* Begin Provided entries *
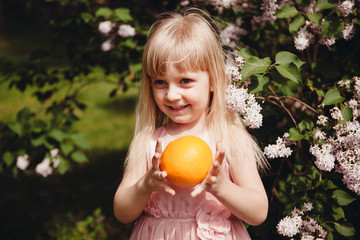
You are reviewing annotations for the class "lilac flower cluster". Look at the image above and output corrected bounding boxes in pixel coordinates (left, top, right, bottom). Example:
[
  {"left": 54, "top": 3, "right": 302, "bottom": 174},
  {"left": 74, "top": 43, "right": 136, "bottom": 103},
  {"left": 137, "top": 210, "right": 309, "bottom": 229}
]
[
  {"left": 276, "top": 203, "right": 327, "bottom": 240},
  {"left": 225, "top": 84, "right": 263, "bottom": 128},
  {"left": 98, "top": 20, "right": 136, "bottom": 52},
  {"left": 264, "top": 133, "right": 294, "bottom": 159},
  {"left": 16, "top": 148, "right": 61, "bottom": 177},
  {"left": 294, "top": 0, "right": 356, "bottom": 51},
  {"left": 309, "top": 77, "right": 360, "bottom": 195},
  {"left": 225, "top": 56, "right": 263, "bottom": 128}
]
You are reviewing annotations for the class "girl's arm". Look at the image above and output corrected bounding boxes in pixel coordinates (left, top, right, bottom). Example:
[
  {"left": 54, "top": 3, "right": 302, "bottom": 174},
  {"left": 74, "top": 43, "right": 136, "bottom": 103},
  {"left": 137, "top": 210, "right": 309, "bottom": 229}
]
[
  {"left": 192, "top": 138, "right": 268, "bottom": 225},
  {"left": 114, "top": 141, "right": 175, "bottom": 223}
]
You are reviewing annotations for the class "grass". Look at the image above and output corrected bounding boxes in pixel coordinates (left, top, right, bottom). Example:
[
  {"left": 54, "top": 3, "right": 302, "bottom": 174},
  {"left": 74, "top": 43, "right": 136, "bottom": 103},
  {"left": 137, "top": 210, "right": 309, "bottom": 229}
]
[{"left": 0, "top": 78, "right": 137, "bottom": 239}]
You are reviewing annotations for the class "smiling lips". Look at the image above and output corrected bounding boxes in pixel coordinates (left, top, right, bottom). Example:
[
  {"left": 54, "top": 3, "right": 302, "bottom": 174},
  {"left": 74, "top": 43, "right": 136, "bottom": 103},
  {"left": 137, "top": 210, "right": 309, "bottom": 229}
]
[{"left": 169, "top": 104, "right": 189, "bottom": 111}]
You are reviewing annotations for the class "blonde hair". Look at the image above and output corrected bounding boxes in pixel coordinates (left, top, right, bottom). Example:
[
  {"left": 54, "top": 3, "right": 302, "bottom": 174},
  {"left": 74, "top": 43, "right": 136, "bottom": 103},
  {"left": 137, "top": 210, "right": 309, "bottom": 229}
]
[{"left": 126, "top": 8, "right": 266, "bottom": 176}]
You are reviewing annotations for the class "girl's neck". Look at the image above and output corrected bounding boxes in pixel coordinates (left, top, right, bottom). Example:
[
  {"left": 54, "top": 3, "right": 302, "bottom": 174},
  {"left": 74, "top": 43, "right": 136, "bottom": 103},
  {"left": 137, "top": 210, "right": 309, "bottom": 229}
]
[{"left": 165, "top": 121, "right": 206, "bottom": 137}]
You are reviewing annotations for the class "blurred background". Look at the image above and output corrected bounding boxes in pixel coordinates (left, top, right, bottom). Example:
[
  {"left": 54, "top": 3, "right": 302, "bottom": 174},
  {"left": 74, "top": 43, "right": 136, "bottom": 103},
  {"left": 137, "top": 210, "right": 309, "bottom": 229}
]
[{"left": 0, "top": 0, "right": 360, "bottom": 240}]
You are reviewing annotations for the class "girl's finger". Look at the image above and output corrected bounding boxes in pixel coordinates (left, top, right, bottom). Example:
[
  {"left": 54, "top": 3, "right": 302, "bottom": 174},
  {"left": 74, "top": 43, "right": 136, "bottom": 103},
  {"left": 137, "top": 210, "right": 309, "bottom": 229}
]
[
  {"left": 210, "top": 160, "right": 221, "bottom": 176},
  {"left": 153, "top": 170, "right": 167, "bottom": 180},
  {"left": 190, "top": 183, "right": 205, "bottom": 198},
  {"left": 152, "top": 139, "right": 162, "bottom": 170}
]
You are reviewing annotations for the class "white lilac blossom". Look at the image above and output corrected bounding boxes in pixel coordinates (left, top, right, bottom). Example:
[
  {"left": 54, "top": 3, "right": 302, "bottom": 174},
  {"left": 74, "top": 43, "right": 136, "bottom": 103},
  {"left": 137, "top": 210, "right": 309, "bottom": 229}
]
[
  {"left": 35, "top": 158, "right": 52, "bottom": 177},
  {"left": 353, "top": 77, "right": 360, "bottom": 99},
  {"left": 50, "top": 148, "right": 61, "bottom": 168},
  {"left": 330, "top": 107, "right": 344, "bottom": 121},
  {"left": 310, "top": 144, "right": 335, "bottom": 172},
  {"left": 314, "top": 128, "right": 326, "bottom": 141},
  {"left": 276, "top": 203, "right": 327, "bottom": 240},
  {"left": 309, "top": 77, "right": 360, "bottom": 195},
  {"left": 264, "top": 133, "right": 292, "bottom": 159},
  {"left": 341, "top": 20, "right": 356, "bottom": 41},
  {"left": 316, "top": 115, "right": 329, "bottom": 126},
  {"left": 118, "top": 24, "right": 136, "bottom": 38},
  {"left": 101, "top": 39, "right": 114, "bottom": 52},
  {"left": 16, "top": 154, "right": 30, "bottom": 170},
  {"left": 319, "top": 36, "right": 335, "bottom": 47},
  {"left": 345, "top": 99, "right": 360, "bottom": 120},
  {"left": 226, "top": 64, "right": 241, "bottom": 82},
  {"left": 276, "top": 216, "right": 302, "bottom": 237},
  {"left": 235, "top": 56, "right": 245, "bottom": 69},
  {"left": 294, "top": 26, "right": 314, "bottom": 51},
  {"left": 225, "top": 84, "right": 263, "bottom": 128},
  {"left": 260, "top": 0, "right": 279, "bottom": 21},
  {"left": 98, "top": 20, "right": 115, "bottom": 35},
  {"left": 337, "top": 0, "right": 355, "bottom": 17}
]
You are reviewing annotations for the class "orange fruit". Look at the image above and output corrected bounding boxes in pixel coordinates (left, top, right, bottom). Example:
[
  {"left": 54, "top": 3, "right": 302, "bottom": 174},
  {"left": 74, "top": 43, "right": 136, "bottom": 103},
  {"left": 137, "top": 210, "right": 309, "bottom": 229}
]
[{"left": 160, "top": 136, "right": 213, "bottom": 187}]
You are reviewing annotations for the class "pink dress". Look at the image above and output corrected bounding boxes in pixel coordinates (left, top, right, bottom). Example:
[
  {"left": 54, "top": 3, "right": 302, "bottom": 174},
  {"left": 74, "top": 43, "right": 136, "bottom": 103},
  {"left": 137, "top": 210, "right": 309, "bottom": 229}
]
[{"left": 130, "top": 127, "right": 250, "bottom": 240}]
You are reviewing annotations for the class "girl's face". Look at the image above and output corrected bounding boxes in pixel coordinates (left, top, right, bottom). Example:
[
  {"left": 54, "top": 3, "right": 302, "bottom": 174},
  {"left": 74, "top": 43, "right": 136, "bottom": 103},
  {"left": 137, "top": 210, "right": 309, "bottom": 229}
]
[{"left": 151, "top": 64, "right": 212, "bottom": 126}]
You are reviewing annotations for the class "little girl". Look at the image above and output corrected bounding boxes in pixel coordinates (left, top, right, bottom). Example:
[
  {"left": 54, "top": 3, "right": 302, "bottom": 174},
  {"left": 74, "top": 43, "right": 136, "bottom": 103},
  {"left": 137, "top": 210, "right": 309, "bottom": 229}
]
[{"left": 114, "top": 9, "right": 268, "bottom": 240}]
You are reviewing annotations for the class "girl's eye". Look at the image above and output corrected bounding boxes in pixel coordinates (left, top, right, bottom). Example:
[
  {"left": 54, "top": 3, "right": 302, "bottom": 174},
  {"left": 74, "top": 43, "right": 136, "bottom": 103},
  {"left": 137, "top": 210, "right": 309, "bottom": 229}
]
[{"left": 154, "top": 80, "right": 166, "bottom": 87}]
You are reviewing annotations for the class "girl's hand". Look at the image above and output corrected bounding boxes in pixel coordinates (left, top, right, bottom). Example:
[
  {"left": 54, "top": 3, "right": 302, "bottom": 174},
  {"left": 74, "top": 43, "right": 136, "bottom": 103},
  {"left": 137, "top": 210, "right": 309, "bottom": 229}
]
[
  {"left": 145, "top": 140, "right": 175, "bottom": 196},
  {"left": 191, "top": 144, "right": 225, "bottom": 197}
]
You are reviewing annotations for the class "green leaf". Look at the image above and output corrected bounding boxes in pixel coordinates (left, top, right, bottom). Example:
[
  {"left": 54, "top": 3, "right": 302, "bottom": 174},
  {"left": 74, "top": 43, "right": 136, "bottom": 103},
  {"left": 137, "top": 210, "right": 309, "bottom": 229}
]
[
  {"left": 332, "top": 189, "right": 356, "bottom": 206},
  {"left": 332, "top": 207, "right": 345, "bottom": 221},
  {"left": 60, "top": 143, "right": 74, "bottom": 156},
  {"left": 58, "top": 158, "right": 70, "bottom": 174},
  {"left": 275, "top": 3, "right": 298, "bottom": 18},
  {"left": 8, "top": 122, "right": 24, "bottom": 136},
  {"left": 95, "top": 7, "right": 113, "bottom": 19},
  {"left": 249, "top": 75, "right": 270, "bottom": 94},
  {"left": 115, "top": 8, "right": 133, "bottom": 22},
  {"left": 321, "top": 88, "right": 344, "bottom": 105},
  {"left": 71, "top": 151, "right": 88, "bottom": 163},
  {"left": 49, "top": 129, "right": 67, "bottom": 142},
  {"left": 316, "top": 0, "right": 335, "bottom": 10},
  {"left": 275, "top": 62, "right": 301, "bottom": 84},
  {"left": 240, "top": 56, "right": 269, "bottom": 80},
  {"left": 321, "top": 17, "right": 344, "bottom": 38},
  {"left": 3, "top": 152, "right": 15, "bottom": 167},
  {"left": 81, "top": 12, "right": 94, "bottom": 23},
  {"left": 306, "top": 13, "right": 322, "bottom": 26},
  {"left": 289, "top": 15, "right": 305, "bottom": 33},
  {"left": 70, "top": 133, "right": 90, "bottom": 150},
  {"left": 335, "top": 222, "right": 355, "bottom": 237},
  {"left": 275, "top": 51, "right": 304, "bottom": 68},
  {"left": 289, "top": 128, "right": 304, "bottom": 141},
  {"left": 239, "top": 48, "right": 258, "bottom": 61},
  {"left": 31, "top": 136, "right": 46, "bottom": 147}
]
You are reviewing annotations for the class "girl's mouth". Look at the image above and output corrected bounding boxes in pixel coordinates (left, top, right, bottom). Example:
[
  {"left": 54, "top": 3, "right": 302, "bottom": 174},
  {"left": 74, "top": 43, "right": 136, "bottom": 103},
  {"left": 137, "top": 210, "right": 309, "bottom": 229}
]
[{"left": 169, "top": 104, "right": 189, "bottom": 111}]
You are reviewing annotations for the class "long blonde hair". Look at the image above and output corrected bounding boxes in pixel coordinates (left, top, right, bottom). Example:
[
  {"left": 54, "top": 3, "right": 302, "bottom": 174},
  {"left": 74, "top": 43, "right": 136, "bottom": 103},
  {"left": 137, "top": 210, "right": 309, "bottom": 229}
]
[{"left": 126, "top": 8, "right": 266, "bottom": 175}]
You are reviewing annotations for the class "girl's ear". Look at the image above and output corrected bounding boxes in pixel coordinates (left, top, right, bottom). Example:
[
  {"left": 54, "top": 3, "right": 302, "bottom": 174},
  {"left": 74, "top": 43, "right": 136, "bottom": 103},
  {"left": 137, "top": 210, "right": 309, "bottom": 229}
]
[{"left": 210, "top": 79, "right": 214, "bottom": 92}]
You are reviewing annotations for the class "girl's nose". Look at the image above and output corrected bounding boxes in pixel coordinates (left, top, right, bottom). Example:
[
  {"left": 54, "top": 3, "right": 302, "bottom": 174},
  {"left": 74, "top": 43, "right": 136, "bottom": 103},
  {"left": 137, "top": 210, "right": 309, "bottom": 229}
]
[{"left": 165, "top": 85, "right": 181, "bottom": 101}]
* End Provided entries *
* Begin Provided entries *
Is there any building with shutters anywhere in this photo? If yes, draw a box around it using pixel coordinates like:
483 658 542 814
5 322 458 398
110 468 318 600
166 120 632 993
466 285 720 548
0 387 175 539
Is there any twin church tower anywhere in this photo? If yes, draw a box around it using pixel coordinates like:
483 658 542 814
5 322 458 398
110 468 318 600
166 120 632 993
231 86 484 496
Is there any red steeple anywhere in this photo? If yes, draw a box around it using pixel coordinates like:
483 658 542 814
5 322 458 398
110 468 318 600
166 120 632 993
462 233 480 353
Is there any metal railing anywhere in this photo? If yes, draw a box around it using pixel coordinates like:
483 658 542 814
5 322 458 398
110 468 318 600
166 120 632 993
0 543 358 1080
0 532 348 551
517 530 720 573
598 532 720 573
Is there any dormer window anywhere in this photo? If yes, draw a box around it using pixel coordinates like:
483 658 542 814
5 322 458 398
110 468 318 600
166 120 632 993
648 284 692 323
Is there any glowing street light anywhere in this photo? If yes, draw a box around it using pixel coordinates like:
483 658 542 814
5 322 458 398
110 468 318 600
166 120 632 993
* End Provided entries *
* Begin Provided entries *
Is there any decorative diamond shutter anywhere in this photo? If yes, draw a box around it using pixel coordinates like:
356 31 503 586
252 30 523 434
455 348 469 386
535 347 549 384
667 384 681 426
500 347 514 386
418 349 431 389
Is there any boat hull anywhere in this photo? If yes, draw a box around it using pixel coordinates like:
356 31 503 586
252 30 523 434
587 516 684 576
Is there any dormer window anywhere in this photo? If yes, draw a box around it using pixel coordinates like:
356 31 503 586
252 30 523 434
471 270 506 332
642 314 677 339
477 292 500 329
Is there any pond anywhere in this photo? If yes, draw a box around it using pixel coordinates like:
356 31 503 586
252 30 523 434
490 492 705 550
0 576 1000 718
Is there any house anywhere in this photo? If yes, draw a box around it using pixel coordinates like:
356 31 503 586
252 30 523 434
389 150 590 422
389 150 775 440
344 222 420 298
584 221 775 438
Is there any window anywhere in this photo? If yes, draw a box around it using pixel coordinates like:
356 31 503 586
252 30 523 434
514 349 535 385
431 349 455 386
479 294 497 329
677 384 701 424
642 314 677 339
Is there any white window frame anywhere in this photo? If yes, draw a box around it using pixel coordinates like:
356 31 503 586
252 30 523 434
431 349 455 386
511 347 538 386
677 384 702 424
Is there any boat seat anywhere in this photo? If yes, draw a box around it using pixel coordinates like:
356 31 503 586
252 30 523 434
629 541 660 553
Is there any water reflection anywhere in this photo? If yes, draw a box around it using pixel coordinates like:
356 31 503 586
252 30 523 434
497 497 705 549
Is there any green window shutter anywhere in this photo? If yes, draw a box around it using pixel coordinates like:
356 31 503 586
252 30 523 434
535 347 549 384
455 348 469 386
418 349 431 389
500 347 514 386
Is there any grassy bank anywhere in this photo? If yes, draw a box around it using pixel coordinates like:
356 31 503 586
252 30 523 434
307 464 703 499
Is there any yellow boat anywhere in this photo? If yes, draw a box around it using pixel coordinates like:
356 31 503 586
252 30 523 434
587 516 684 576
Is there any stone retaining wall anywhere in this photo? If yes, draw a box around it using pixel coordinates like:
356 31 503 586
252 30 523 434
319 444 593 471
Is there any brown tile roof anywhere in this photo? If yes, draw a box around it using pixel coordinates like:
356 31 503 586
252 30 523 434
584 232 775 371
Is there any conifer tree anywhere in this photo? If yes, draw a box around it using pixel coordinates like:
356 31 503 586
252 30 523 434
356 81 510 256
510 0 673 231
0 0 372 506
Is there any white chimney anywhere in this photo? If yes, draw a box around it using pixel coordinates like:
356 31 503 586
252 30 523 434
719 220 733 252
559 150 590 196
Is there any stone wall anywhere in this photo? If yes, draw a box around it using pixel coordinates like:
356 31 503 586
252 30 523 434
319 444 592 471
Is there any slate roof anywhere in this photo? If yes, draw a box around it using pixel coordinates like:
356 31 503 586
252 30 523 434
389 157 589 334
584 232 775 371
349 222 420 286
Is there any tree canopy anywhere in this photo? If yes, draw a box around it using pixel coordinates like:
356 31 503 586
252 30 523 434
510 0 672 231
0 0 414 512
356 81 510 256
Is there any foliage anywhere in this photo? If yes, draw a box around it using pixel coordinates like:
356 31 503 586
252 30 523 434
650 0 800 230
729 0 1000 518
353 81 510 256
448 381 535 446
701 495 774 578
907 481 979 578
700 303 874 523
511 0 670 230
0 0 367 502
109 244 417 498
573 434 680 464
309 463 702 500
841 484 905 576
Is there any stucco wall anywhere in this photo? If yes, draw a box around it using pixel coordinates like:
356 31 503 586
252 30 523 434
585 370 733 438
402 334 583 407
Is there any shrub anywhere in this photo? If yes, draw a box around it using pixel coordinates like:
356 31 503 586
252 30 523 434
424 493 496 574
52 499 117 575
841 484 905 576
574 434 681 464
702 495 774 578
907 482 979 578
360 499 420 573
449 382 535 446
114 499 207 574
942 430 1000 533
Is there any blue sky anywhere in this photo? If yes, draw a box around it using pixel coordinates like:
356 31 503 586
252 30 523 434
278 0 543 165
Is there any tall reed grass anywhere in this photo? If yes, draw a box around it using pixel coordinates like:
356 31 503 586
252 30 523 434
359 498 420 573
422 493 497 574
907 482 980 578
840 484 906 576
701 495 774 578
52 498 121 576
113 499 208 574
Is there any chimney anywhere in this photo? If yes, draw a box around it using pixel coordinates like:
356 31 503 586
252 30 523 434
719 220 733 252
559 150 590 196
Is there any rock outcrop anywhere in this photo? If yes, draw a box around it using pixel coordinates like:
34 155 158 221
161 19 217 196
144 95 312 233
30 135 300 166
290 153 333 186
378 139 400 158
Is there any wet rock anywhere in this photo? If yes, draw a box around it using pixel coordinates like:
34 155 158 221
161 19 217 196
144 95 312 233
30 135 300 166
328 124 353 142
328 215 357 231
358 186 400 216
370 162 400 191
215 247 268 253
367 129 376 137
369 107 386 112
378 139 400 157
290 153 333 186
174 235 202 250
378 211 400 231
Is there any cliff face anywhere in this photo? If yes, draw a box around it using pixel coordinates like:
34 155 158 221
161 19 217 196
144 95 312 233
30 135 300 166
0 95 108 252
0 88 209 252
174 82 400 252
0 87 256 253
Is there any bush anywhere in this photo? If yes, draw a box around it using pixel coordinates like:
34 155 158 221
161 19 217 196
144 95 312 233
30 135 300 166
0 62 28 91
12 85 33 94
* End Provided entries *
Display each line of the records in which the word "face" appears.

You are reviewing annotations for the class "girl's face". Look at the image above and output corrected bounding boxes in pixel coordinates (left, top, right, bottom). Example:
Is there any cliff face anywhere in this photo? If yes, draw a box around it using pixel coordinates like:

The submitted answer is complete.